**Work required:** Copy the listing below line for line, without changing a word. Leave the pictures out.

**Task input:**
** start **
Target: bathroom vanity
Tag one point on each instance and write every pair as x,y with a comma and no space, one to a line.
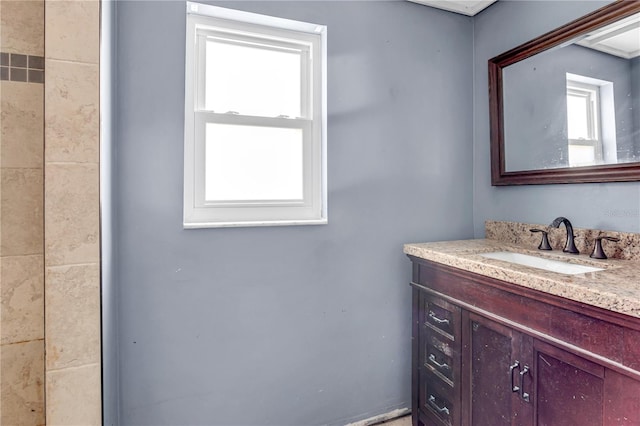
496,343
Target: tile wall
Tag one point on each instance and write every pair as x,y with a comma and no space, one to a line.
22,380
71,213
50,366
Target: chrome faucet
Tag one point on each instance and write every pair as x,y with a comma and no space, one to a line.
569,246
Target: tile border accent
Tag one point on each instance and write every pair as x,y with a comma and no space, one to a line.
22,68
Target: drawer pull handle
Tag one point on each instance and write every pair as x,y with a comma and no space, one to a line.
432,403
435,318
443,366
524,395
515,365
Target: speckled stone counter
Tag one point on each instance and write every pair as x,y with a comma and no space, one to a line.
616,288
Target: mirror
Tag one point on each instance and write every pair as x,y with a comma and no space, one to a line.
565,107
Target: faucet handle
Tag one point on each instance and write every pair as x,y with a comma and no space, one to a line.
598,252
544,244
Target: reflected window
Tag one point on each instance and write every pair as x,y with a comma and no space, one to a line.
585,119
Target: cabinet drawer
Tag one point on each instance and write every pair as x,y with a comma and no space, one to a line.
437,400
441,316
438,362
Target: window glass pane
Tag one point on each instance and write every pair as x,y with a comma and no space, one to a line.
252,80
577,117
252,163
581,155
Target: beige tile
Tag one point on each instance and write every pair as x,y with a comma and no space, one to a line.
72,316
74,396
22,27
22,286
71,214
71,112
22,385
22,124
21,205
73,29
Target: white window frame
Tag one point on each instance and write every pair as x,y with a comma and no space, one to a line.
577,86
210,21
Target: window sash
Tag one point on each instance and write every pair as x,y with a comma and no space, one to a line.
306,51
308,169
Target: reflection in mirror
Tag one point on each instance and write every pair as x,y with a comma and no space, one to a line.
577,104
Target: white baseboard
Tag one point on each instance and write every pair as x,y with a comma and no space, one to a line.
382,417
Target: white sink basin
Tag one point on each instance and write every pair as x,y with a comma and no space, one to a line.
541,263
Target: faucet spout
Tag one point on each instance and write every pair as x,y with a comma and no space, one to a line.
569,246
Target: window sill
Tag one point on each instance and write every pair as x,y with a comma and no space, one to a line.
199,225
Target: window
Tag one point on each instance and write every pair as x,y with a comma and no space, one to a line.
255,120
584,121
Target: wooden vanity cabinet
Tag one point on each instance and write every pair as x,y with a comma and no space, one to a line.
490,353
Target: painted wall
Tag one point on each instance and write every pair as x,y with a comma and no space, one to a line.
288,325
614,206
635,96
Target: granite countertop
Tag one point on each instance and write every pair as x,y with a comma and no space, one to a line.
** end **
**In response:**
Target: bathroom vanity
Tag one point on each instance and write every pair as x,y with a comma and no space, one to a line.
496,343
Target: tile wall
Tag one point on each instance and write every pair as x,y with a comma and no space, one to a line.
22,380
71,213
50,366
Target: chrome faucet
Tag one point on each instance and write every pair as x,y with a comma and no space, one to a line.
569,246
Target: tile border accent
Tag one point on each instance and write every pair as x,y with a comma and no space, one to a line.
22,68
Target: drawer pull handle
Tag one point on each instance and write every pair as x,y with a comma and no space, one to a line.
432,403
435,318
443,366
524,395
515,365
Target: speckled stone counter
Tag one point on each instance and write every pair as x,y with a comma and no space, one to a line.
616,288
Target: mirror
Tag one point on each instance and write every pair as x,y with a comma and no space, one to a line.
565,107
Target: faucet handle
Tag one point on each instance and write every pair as x,y with a comma and no space, one to a line.
598,252
544,244
Target: reflected window
Tag one point on each instance and write every pair as x,y with a comma and no space, one to a line.
585,119
Target: cabinet drawer
Tag one point on each instance and write every pair as x,y with a comma and no space, one to a line.
437,400
441,316
438,362
Target: window glass pane
Tag one point on each instance and write every pair as x,y with a comma and no space, one to a line.
252,80
577,117
252,163
581,155
Target: beige tile
Tag one point on each instance and write every pair as x,y with a comma and no space, one to a line.
72,316
74,396
22,27
22,286
71,214
71,112
22,385
22,124
21,205
73,29
Target: white window frame
Tag one point on each instance and write every pair as x,y with a comma and no space, one to a line.
577,86
210,21
Target: window sash
Tag one point on each instance and write every pair as x,y with a comma and no space, one to a line.
306,51
308,169
Target: reflection in mirror
Tag one point on each instance and write every pair as x,y with a comma and no space, one to a line.
577,104
Target: white baseboard
Tag one point on each instance and write every pair as x,y with a comma and no space, one to a line.
382,417
Target: white sink basin
Tag one point on each instance and write every pair as x,y with a comma and no space, one to a line.
541,263
Target: faucet spout
Tag one point on each instance and write every pair as x,y with a comma and no space, one to a line.
569,246
Target: window sill
Tag one point on each instance and write every pair as x,y with a comma and no space, one to a line.
199,225
Target: window
Tag one point on each instance and write every pair as x,y with a comma and no space, one to a line.
255,120
584,121
Target: wooden vanity cabinet
Tag one point on each instance and write every pair as x,y with a comma and no space, one to a line.
490,353
Target: painted wall
Tag one point on each instance and write every pair as x,y with a comma and no space, one to a line.
288,325
614,206
635,96
Target: granite countertop
Tag one point on each instance and write every pair as x,y with a comma and no space, one to a line.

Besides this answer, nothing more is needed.